++++ TRECHO DO TEXTO ++++

Guerra traz morte, destruição e tragédia, e a imagem acima comprova. Duas crianças vendo uma placa onde picolés estão em falta, foram substituídos por… cenouras geladas no palito. Isso mesmo, Por causa dos chucrutes as crianças eram obrigadas a chupar cenouras, e para piorar, os pais incentivavam, atuchando as coitadas de mais cenoura ainda, mas era por uma boa causa.
Cenouras são ricas em Vitamina A, uma dieta rica em cenouras vai deixar sua visão tinindo, melhorando muito a visão noturna. Todo mundo sabe disso. Era incentivado aos soldados que consumissem muitas cenouras, para pegar os alemães de surpresa na escuridão. Os observadores durante os blecautes identificariam os bombardeiros inimigos com mais facilidade, a vitória seria certa!

++++

(INSTRUÇÕES DA TAREFA): Reproduza fielmente a parte do texto sobre as cenouras na guerra que começa nas palavras "Guerra traz morte, destruição" e termina logo após "vitória seria certa!". As linhas não são necessárias para resolver esta tarefa.

++++ LINHAS EXIBIDAS ++++

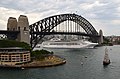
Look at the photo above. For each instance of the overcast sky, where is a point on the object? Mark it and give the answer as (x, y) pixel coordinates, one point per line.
(102, 14)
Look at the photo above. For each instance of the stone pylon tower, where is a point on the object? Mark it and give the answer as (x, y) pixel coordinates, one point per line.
(12, 24)
(101, 37)
(23, 27)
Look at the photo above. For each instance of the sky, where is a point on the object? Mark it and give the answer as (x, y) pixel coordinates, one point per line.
(102, 14)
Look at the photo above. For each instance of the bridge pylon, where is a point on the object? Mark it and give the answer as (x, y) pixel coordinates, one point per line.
(101, 37)
(22, 26)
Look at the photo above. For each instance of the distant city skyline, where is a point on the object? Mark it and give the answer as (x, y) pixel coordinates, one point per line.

++++

(SOLUÇÃO DO PROBLEMA):
Guerra traz morte, destruição e tragédia, e a imagem acima comprova. Duas crianças vendo uma placa onde picolés estão em falta, foram substituídos por… cenouras geladas no palito. Isso mesmo, Por causa dos chucrutes as crianças eram obrigadas a chupar cenouras, e para piorar, os pais incentivavam, atuchando as coitadas de mais cenoura ainda, mas era por uma boa causa.
Cenouras são ricas em Vitamina A, uma dieta rica em cenouras vai deixar sua visão tinindo, melhorando muito a visão noturna. Todo mundo sabe disso. Era incentivado aos soldados que consumissem muitas cenouras, para pegar os alemães de surpresa na escuridão. Os observadores durante os blecautes identificariam os bombardeiros inimigos com mais facilidade, a vitória seria certa!